• [Enunciado do exercício] Reescreva como lista numerada tudo o que vai do início das linhas até a linha que contém "43 155 L 54", incluídas as duas pontas. Omita as linhas em branco.
□ □ □ □ □ □ □
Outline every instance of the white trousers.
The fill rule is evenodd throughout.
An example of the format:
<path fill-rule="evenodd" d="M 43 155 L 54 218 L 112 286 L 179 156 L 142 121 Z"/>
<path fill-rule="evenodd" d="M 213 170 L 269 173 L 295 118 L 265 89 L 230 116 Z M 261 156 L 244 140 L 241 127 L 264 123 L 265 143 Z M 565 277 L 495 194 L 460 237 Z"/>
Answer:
□ □ □ □ □ □ □
• [Solução do exercício]
1. Outline every instance of the white trousers.
2. The fill rule is evenodd throughout.
3. An example of the format:
4. <path fill-rule="evenodd" d="M 43 155 L 54 218 L 112 286 L 179 156 L 142 121 Z"/>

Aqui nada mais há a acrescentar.